What do the lines say from the one containing "point: door frame" to the end of the records? Restate them word for word, and only those.

(Point-based annotation data)
:::::
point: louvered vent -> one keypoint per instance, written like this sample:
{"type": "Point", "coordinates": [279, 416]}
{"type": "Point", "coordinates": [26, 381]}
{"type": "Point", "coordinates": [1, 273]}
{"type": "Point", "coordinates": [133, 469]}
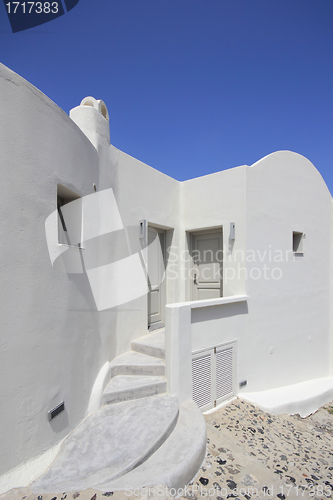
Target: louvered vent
{"type": "Point", "coordinates": [201, 377]}
{"type": "Point", "coordinates": [224, 372]}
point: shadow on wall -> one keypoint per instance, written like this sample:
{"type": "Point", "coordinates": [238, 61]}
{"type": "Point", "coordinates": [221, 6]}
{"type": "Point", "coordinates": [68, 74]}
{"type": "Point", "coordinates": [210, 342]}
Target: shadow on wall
{"type": "Point", "coordinates": [60, 423]}
{"type": "Point", "coordinates": [219, 312]}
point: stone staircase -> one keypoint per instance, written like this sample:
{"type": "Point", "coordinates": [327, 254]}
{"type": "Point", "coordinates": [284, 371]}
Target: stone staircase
{"type": "Point", "coordinates": [138, 373]}
{"type": "Point", "coordinates": [140, 437]}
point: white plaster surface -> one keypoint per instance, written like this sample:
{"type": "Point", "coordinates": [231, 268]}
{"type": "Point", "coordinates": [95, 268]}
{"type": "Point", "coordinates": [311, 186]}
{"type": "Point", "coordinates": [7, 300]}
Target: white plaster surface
{"type": "Point", "coordinates": [29, 471]}
{"type": "Point", "coordinates": [126, 387]}
{"type": "Point", "coordinates": [135, 363]}
{"type": "Point", "coordinates": [110, 443]}
{"type": "Point", "coordinates": [303, 398]}
{"type": "Point", "coordinates": [66, 329]}
{"type": "Point", "coordinates": [176, 462]}
{"type": "Point", "coordinates": [152, 344]}
{"type": "Point", "coordinates": [95, 401]}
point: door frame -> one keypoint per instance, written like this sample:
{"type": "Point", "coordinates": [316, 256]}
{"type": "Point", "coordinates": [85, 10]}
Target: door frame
{"type": "Point", "coordinates": [192, 235]}
{"type": "Point", "coordinates": [159, 324]}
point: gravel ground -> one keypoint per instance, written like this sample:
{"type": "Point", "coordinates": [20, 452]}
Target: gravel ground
{"type": "Point", "coordinates": [250, 454]}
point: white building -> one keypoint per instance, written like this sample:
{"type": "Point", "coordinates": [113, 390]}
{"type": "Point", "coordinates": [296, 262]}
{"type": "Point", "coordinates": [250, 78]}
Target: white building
{"type": "Point", "coordinates": [247, 254]}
:::::
(Answer in full)
point: door frame -> one keypoint per instance, written like this sample:
{"type": "Point", "coordinates": [316, 256]}
{"type": "Point", "coordinates": [85, 10]}
Target: door frame
{"type": "Point", "coordinates": [192, 235]}
{"type": "Point", "coordinates": [159, 324]}
point: gravel ground -> one keypoint per instance, written like this sample:
{"type": "Point", "coordinates": [20, 452]}
Target: gravel ground
{"type": "Point", "coordinates": [250, 454]}
point: white building -> one keypoint per instance, written like this sample:
{"type": "Point", "coordinates": [113, 390]}
{"type": "Point", "coordinates": [296, 262]}
{"type": "Point", "coordinates": [250, 78]}
Target: white building
{"type": "Point", "coordinates": [247, 254]}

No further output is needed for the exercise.